◆ PROBLEM STATEMENT ◆
Your task is to copy each line of the material that includes "woman".
INFORMATION SHOWN START
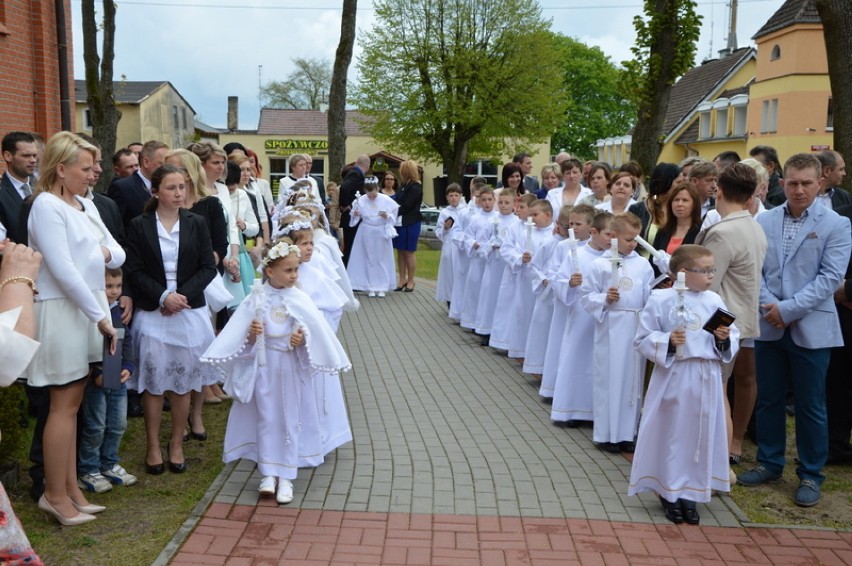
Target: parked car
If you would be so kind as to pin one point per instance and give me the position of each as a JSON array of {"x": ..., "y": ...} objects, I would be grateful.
[{"x": 427, "y": 227}]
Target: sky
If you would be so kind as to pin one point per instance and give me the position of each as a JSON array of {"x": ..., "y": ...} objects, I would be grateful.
[{"x": 212, "y": 49}]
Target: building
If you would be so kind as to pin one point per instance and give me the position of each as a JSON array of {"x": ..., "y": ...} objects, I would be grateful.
[
  {"x": 790, "y": 100},
  {"x": 150, "y": 110},
  {"x": 776, "y": 94},
  {"x": 281, "y": 133},
  {"x": 31, "y": 71}
]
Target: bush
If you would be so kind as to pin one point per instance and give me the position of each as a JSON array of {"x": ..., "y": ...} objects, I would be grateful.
[{"x": 13, "y": 423}]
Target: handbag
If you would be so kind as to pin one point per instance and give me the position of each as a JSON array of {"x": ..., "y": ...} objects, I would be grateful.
[{"x": 217, "y": 295}]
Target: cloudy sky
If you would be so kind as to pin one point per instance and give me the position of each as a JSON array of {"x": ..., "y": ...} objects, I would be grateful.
[{"x": 212, "y": 49}]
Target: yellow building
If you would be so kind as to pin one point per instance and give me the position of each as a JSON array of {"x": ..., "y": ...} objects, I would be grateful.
[
  {"x": 152, "y": 110},
  {"x": 283, "y": 132},
  {"x": 790, "y": 101},
  {"x": 777, "y": 94}
]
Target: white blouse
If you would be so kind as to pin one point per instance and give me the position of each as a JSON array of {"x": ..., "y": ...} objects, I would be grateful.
[{"x": 70, "y": 241}]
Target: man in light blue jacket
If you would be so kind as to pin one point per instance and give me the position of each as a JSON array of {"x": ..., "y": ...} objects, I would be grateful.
[{"x": 809, "y": 247}]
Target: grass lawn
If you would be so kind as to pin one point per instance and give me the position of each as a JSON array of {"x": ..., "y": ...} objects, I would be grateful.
[{"x": 141, "y": 519}]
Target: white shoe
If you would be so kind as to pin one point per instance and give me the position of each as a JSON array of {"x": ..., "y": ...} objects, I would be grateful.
[
  {"x": 93, "y": 483},
  {"x": 285, "y": 491},
  {"x": 267, "y": 486},
  {"x": 119, "y": 476}
]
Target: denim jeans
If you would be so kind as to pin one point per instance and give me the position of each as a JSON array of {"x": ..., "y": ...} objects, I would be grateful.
[
  {"x": 781, "y": 362},
  {"x": 104, "y": 423}
]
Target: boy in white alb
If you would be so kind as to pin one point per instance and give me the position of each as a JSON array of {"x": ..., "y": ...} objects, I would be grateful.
[
  {"x": 446, "y": 225},
  {"x": 494, "y": 265},
  {"x": 682, "y": 448},
  {"x": 614, "y": 293},
  {"x": 501, "y": 325},
  {"x": 460, "y": 259},
  {"x": 544, "y": 265},
  {"x": 536, "y": 232},
  {"x": 581, "y": 218},
  {"x": 478, "y": 233}
]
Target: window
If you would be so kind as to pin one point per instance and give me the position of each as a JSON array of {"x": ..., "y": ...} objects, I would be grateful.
[
  {"x": 776, "y": 53},
  {"x": 829, "y": 119},
  {"x": 481, "y": 168},
  {"x": 740, "y": 116},
  {"x": 722, "y": 123},
  {"x": 704, "y": 123},
  {"x": 769, "y": 116}
]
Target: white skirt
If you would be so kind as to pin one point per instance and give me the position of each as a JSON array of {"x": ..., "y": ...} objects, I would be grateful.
[
  {"x": 69, "y": 342},
  {"x": 168, "y": 349}
]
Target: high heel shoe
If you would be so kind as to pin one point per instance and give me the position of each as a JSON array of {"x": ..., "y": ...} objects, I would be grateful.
[
  {"x": 81, "y": 518},
  {"x": 90, "y": 508},
  {"x": 174, "y": 467}
]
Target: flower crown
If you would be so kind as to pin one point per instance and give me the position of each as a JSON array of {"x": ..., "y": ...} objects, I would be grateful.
[
  {"x": 293, "y": 227},
  {"x": 279, "y": 250}
]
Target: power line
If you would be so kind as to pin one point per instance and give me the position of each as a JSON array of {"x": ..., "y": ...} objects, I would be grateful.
[{"x": 185, "y": 4}]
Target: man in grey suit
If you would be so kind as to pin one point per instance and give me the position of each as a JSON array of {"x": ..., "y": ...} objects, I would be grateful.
[
  {"x": 809, "y": 247},
  {"x": 739, "y": 247},
  {"x": 20, "y": 153}
]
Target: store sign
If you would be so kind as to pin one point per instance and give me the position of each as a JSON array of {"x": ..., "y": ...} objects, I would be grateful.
[{"x": 291, "y": 146}]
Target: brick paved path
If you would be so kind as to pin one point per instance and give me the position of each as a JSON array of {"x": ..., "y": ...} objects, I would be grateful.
[{"x": 455, "y": 461}]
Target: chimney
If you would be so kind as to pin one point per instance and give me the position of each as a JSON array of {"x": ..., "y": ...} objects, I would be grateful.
[{"x": 233, "y": 113}]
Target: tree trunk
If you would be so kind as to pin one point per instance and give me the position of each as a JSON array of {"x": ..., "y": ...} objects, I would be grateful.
[
  {"x": 337, "y": 92},
  {"x": 99, "y": 74},
  {"x": 645, "y": 145},
  {"x": 837, "y": 29}
]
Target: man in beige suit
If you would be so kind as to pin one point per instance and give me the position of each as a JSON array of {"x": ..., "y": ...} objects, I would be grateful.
[{"x": 738, "y": 244}]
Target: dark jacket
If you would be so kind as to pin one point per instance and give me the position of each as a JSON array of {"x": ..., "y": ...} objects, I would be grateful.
[
  {"x": 409, "y": 198},
  {"x": 130, "y": 194},
  {"x": 144, "y": 265},
  {"x": 10, "y": 208}
]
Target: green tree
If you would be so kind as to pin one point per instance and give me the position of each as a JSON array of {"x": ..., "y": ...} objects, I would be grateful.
[
  {"x": 597, "y": 107},
  {"x": 337, "y": 93},
  {"x": 99, "y": 86},
  {"x": 306, "y": 88},
  {"x": 665, "y": 49},
  {"x": 837, "y": 30},
  {"x": 455, "y": 80}
]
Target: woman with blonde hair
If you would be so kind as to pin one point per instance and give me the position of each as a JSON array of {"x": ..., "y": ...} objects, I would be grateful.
[
  {"x": 65, "y": 227},
  {"x": 409, "y": 198}
]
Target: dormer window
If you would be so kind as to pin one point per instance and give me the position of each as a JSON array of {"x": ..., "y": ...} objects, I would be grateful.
[{"x": 776, "y": 53}]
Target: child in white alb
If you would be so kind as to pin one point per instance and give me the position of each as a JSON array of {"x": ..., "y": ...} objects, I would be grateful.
[
  {"x": 444, "y": 228},
  {"x": 682, "y": 449},
  {"x": 614, "y": 293},
  {"x": 271, "y": 351}
]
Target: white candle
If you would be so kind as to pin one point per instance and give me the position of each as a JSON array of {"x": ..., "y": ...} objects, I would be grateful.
[{"x": 529, "y": 224}]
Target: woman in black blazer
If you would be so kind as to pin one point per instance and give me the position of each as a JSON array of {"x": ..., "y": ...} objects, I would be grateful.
[
  {"x": 683, "y": 219},
  {"x": 409, "y": 197},
  {"x": 169, "y": 263}
]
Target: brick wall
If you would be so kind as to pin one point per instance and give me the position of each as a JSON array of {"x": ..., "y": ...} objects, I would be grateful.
[{"x": 29, "y": 74}]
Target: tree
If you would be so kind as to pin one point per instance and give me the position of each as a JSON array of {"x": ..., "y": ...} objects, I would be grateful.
[
  {"x": 837, "y": 29},
  {"x": 99, "y": 86},
  {"x": 337, "y": 93},
  {"x": 455, "y": 80},
  {"x": 665, "y": 50},
  {"x": 596, "y": 106},
  {"x": 306, "y": 88}
]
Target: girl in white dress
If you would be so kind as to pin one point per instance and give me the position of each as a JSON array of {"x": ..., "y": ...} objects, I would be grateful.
[
  {"x": 271, "y": 352},
  {"x": 371, "y": 265}
]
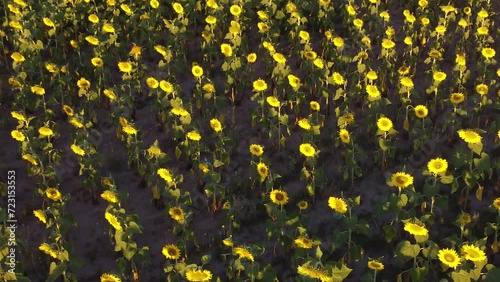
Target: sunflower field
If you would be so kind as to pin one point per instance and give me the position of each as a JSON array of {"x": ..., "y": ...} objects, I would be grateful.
[{"x": 250, "y": 140}]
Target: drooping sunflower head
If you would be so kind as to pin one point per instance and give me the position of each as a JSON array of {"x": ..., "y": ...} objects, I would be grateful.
[
  {"x": 449, "y": 257},
  {"x": 375, "y": 265},
  {"x": 401, "y": 180},
  {"x": 279, "y": 197},
  {"x": 469, "y": 136},
  {"x": 437, "y": 166},
  {"x": 171, "y": 251}
]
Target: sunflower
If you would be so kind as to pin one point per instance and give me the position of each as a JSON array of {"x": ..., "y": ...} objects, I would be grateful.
INFORMATION SHOWN END
◆ OUTPUT BELOW ◆
Target: woman with blonde hair
Target: woman in black blazer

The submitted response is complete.